* YOUR INSTRUCTIONS:
Print the part of the Paradise Isle text starting at "- Pierre Watkin" and ending at "Hickson (Technical Director)", word for word.

* EXERCISE TEXT:
_ _ _ _

1937 film by Arthur Greville Collins

Paradise Isle is a 1937 American film directed by Arthur Greville Collins with sequences shot in American Samoa. The film was produced by Dorothy Davenport under the name "Dorothy Reid" and was released by Monogram Pictures. The film stars Mexican actress Movita Castaneda continuing her persona of a South Seas Island girl that began with Mutiny on the Bounty (1935).

== Plot summary ==
Kennedy is a shipwrecked blind artist who is washed ashore on an island en route to meeting an eminent eye surgeon in Suva who is the only chance to restore his sight. He is nursed back to health by Ida, an island girl. When Kennedy is distraught that he cannot pay for the operation due to his money being lost when his ship went down, Ida obtains a valuable black pearl that sets scheming in motion on the island paradise.

== Cast ==
- Movita Castaneda as Ida
- Warren Hull as Kennedy
- William B. Davidson as Hoener
- John St. Polis as Coxon
- George Piltz as Tono (as George Pilita)
- Pierre Watkin as Steinmeyer
- Kenneth Harlan as Johnson
- Russell Simpson as Baxter

==Crew==
- Dorothy Davenport (Associate Producer)
- Sam Koki (Original Music)
- Gilbert Warrenton (Cinematographer)
- Russell F. Schoengarth (Film Editor)
- Scott R. Dunlap (Production Manager)
- Harry Knight (Assistant Director)
- William A. Wilmarth (Sound Recordist)
- Fred Jackman (Special Effects)
- E.R. Hickson (Technical Director)

== Soundtrack ==
- Warren Hull - "Paradise Isle" (written by Lani McIntyre and Napo Tuiteleleapaga)
- "Hawaiian Chant" (written by Lani McIntyre and Napo Tuiteleleapaga)

==Critical reception==
The Film Daily gave a positive review that praised the direction of Arthur Greville Collins and the performances of Movita and Warren Hull, and described the film as a "pleasant little story" that was "finely photographed."

Motion Picture Daily described the film as "a charming and pleasant love story" and commented, "The entire production is a creditable one, albeit it does not feature any deep motivation."

_ _ _ _

* ENTRIES PROVIDED:
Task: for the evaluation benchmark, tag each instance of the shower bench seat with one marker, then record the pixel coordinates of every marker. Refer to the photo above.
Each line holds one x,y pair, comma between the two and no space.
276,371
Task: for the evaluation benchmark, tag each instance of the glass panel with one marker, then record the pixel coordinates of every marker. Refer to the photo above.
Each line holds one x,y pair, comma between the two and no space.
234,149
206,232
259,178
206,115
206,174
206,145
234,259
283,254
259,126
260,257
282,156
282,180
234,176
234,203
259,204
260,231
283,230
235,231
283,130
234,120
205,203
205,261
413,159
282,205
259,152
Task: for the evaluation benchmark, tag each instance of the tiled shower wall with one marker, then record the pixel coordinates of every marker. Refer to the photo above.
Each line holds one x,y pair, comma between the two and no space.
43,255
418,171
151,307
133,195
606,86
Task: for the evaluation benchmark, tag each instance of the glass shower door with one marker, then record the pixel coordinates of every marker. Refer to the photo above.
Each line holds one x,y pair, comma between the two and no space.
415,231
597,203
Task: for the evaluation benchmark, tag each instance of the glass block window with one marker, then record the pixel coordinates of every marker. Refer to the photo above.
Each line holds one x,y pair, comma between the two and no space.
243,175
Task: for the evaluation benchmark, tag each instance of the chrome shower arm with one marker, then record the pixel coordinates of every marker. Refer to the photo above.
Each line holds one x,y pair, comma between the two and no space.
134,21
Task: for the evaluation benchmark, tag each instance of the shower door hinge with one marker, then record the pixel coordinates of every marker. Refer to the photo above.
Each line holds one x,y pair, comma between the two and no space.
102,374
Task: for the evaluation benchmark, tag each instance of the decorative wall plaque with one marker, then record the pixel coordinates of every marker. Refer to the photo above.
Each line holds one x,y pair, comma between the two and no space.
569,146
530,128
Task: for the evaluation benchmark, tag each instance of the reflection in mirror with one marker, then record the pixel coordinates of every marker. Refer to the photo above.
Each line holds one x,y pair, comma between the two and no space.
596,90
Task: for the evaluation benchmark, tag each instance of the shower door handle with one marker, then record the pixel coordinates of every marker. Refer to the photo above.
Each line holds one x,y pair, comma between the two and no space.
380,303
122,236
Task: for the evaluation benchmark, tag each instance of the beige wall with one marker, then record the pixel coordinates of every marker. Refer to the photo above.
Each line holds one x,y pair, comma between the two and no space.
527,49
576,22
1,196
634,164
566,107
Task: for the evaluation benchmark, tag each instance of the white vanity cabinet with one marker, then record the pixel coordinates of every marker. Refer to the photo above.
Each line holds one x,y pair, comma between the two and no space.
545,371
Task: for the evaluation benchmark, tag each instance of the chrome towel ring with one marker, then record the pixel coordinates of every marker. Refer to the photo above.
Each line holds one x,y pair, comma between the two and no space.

_ _ _ _

* EXPECTED ANSWER:
- Pierre Watkin as Steinmeyer
- Kenneth Harlan as Johnson
- Russell Simpson as Baxter

==Crew==
- Dorothy Davenport (Associate Producer)
- Sam Koki (Original Music)
- Gilbert Warrenton (Cinematographer)
- Russell F. Schoengarth (Film Editor)
- Scott R. Dunlap (Production Manager)
- Harry Knight (Assistant Director)
- William A. Wilmarth (Sound Recordist)
- Fred Jackman (Special Effects)
- E.R. Hickson (Technical Director)